-- Exercise data start --

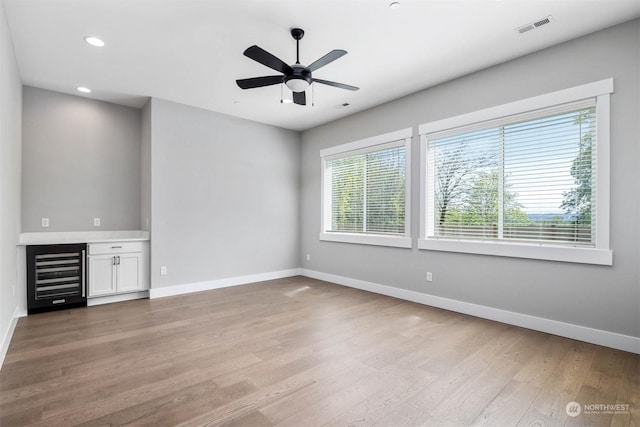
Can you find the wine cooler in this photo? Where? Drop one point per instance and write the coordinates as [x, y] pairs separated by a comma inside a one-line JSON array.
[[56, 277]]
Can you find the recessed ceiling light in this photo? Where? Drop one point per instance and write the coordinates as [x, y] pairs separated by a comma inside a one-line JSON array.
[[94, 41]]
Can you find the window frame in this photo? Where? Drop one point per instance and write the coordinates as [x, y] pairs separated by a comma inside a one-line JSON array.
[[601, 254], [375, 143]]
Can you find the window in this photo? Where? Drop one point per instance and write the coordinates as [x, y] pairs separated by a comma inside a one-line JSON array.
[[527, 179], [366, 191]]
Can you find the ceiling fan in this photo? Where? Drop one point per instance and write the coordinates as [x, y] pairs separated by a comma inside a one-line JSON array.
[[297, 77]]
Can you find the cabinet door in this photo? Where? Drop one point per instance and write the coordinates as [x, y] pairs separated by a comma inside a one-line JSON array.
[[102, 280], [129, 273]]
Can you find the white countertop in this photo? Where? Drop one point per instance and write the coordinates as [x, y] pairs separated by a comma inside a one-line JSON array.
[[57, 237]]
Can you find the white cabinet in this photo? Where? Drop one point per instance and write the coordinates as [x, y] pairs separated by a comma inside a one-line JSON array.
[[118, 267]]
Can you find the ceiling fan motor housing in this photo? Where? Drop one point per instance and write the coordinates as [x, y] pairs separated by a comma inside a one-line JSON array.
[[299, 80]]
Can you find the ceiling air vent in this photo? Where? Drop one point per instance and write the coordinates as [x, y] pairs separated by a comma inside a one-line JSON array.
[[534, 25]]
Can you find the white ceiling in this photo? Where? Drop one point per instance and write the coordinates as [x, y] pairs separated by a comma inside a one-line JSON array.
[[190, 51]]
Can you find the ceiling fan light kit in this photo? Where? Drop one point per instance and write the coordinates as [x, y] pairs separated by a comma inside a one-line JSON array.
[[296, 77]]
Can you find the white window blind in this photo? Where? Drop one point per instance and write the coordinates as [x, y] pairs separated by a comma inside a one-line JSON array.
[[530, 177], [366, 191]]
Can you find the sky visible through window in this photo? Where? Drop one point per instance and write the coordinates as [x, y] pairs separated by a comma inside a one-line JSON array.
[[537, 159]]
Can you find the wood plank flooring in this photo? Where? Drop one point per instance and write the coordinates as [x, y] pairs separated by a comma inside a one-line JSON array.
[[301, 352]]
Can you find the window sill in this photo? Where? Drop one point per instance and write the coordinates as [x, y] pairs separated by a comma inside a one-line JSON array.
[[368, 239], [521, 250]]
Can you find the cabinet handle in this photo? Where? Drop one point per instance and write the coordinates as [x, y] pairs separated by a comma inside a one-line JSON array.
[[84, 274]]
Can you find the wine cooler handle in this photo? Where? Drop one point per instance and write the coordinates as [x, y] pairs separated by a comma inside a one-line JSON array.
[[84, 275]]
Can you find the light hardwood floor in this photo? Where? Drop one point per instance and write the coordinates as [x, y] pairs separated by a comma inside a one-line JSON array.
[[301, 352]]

-- Exercise data end --

Could you copy the whole listing above word for word, omitting the pictures?

Can you find the wine cooler in this photo? Where? Drop one point per instance and write the coordinates as [x, y] pairs separated by a comma inside a one-line JSON array.
[[56, 277]]
Can you find the recessed ceiling light in this photo? Where? Drop one point per instance and write the coordinates as [x, y] pairs separated by a comma inside a one-line JSON array.
[[94, 41]]
Can you find the window frame in this photo? Where? Drop one point per instance and write the coordinates as [x, y] pairs separated by a comma inside a one-line JSON array.
[[601, 254], [375, 143]]
Can you find the window in this photo? Where? Drop one point per instance and write the coordinates as [x, y] pairs separated by a comma inside a one-line JSON array.
[[527, 179], [366, 191]]
Can you find the ceiling fan in this photo? Where? Drop one point per instance and write the coordinates as [x, y] pairs separated by a comma inside a one-line JSON array.
[[297, 77]]
Can you find the cabinet door in this photo? Where? Drop one point per instance and write the coordinates as [x, y] pairs separated by a comma inside a one-line JSON array.
[[102, 280], [129, 273]]
Can you find the white countertop in this photo? Where? Drop one point per instance and write the coordinates as [x, y] pairs separated by a comma inside a one-line JSON array.
[[57, 237]]
Can you find the white cabinet in this photo? Where? Drop one point per instance and write the coordinates as [x, y] pairs separated by a comma inside a one-line JSON array.
[[118, 267]]
Can you find the ceiling fan motor housing in this photo? Where? Drop one point per instance and write the coordinates as [x, y] pairs separated by a comma inside a one-line JSON array.
[[299, 80]]
Can you find the ceiling air vent in this photo? Where? Drop one point per instance and write the coordinates as [x, y] pairs separated by a comma inside a one-line JSON array.
[[534, 25]]
Can you find the white ceiling in this photo? Where? Drop one point per instance and write the coordinates as [x, y] pairs separated by a comma inside a one-line JSON array.
[[190, 51]]
Can you find the ceiling fan light kit in this photo? Where? Drop one point per instance and write the coordinates as [x, y] pairs separated by a comma inside a one-line JSON array.
[[296, 77]]
Can you find the white window blind in this photo? Where? Drop one point per instance and write the coordinates as [x, y] pairs separated by a comma inside a one-line JSON array.
[[530, 177], [366, 191]]
Can you find the sky visible through window in this photo? Where? Drop one point per instance and write the coordinates as [x, y] pairs separated by a comma inside a one-line JSON array.
[[537, 159]]
Can you find the wood plank flooring in this photo? Where? Drop one point per instance and write the coordinates as [x, y] pairs separated by a comma inside a one-line JSON array.
[[301, 352]]
Can you find the window sill in this photo? Where? Drop one point per instance and write the coordinates as [x, y] pairs separated by a comma inside a one-line JSON array.
[[368, 239], [521, 250]]
Can you find the cabinet handle in this photo? Where? Drop one point per instance and write the coordinates as [x, y] pairs separated by a comma inside a one-line JSON array.
[[84, 274]]
Can you find the wine cooler handle in this photo? Where? Drop one point per instance and write the coordinates as [x, y] pairs separated by a comma inside a one-line JSON array.
[[84, 275]]
Can you find the light hardwood floor in this photo? Where? Drop one point per instance and write the coordinates as [x, y] pairs separated by a comma inside a one-line JSON array.
[[301, 352]]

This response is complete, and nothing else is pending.